[Point annotation records]
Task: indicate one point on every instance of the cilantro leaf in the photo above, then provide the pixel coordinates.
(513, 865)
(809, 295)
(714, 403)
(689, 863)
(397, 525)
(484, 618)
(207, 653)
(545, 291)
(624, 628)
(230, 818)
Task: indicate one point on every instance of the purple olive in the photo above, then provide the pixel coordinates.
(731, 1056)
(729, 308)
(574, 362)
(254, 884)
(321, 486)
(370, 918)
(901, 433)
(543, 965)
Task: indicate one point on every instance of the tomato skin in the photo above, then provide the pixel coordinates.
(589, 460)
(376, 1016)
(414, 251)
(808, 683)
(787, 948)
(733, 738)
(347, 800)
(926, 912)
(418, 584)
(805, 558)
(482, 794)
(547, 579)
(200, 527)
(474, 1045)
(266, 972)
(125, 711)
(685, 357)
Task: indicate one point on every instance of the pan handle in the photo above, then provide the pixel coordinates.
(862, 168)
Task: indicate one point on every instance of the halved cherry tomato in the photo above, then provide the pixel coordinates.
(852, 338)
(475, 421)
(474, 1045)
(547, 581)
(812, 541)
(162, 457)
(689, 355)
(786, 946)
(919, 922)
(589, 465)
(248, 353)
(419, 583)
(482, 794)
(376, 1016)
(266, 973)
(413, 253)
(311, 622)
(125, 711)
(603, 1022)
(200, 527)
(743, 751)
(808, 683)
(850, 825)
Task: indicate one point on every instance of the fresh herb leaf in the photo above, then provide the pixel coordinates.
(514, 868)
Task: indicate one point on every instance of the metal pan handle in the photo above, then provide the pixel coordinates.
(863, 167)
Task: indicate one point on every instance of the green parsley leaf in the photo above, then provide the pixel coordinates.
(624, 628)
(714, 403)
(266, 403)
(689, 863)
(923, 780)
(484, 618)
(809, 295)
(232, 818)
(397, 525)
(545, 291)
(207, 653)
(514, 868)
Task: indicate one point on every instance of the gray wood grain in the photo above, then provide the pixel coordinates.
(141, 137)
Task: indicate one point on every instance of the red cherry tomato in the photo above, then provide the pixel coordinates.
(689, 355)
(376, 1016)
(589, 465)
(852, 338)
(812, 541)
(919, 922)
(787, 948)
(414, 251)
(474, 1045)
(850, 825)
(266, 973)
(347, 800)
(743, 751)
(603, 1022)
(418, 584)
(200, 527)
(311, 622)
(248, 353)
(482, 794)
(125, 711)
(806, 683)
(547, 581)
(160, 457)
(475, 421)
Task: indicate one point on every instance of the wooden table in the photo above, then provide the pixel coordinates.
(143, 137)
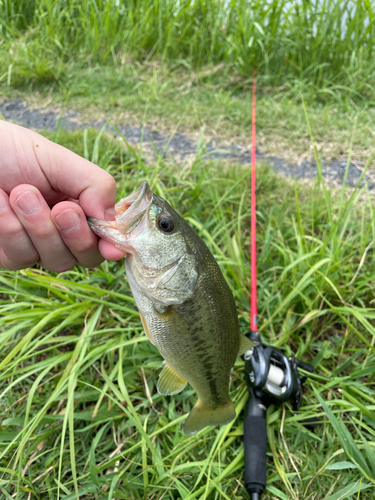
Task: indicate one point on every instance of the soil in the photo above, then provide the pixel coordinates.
(180, 146)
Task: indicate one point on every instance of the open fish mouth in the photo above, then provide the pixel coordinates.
(130, 210)
(129, 213)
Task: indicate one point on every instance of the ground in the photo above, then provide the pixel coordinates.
(81, 415)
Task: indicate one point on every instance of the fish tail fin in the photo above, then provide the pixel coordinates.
(201, 416)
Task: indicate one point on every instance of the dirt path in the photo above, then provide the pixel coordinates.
(179, 146)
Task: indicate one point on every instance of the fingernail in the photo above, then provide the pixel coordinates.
(28, 202)
(110, 214)
(68, 220)
(3, 202)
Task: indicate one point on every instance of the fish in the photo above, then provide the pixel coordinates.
(186, 307)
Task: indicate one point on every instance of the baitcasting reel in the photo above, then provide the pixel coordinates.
(272, 378)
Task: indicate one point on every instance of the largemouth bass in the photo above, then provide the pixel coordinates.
(186, 306)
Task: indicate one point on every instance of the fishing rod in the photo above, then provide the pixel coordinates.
(271, 377)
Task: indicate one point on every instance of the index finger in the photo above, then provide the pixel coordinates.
(81, 179)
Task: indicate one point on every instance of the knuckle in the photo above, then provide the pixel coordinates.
(108, 181)
(17, 265)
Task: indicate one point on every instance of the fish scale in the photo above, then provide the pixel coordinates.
(186, 306)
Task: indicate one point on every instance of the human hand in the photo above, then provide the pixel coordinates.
(46, 192)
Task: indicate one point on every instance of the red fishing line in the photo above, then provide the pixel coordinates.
(253, 262)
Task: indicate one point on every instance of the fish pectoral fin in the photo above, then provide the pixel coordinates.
(201, 416)
(170, 382)
(245, 344)
(146, 329)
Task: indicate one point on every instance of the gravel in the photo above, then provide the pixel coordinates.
(180, 145)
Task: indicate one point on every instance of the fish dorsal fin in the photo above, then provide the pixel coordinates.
(170, 382)
(245, 344)
(146, 329)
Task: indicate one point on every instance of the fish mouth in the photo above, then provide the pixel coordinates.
(130, 210)
(129, 213)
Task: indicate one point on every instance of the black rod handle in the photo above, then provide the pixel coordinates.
(255, 444)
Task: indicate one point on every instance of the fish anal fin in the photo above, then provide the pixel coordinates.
(201, 416)
(245, 344)
(146, 329)
(170, 382)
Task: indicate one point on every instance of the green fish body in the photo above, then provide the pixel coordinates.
(186, 306)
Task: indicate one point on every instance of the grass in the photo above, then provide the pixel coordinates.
(79, 411)
(323, 46)
(188, 65)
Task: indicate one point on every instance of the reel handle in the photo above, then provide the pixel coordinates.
(255, 444)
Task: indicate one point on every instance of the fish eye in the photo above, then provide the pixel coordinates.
(166, 224)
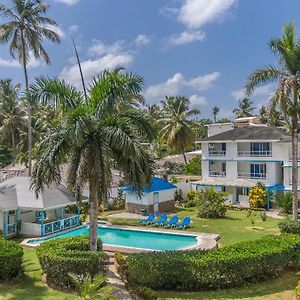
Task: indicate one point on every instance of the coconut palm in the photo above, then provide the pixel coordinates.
(177, 131)
(12, 116)
(215, 112)
(286, 97)
(25, 30)
(93, 136)
(245, 108)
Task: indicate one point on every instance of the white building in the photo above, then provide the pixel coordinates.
(237, 158)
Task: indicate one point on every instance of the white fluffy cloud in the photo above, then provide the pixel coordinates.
(142, 39)
(196, 13)
(177, 83)
(186, 37)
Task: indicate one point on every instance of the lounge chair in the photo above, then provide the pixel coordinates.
(172, 222)
(185, 223)
(162, 220)
(149, 219)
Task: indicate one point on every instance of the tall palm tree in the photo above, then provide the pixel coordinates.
(12, 116)
(177, 131)
(286, 98)
(25, 31)
(215, 111)
(94, 135)
(245, 108)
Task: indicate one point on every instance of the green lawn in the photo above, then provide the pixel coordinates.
(235, 227)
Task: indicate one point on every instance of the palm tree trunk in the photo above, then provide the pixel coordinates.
(295, 171)
(93, 214)
(28, 105)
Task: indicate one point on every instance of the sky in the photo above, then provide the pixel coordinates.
(201, 49)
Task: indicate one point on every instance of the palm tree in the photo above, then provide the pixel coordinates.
(25, 30)
(92, 136)
(286, 97)
(12, 117)
(245, 108)
(215, 111)
(177, 131)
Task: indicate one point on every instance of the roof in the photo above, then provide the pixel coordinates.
(250, 133)
(157, 184)
(16, 193)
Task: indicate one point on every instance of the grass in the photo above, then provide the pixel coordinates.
(235, 227)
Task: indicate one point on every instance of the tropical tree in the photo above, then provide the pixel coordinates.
(177, 131)
(12, 116)
(92, 136)
(25, 31)
(215, 112)
(286, 97)
(244, 109)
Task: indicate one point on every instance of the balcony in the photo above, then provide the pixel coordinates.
(243, 175)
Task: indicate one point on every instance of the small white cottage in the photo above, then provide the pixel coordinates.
(158, 197)
(21, 210)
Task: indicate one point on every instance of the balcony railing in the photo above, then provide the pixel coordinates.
(217, 153)
(255, 153)
(217, 174)
(252, 175)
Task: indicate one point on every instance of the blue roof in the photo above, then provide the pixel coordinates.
(157, 184)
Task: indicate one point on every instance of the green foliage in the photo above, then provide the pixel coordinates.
(229, 266)
(289, 226)
(6, 157)
(92, 288)
(193, 167)
(285, 202)
(211, 203)
(11, 260)
(60, 257)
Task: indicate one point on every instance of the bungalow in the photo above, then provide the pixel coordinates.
(21, 211)
(157, 197)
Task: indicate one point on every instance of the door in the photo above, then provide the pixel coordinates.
(156, 202)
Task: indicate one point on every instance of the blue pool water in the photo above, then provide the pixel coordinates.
(132, 238)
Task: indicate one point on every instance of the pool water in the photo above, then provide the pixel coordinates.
(132, 238)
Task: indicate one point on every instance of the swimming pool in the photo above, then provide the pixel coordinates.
(132, 238)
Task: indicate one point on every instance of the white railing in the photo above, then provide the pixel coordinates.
(255, 153)
(217, 174)
(252, 175)
(217, 153)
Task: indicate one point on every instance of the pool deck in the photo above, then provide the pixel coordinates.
(205, 241)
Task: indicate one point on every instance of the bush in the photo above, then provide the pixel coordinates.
(229, 266)
(71, 255)
(11, 260)
(211, 203)
(289, 226)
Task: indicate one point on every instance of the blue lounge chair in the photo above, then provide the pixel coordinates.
(150, 218)
(172, 222)
(185, 223)
(162, 220)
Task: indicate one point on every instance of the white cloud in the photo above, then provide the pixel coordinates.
(196, 13)
(177, 83)
(142, 39)
(198, 100)
(69, 2)
(186, 37)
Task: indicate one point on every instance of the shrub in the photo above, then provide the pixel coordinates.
(211, 203)
(258, 196)
(289, 226)
(11, 260)
(285, 202)
(229, 266)
(71, 255)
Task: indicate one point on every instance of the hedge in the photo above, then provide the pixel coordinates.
(70, 255)
(11, 259)
(230, 266)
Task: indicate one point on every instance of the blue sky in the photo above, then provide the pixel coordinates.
(202, 49)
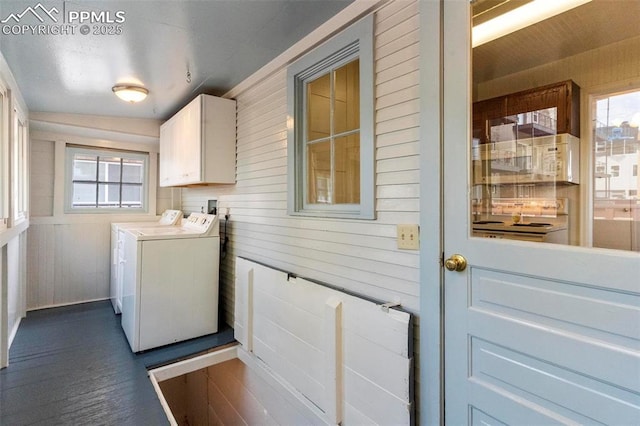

§ TASK TO COMPLETE:
List every line of the records above that contains the word "railing", copying each one in full. Case counts, so match the word only where its capitalization is the same.

§ FINISHED EXERCISE:
Task: indicate one point on every instance of the balcony railing in the photo above, then provide the pixel coordinates.
Task: indicate one point on every instance of the white railing in the photo above, then provide the pixel coordinates.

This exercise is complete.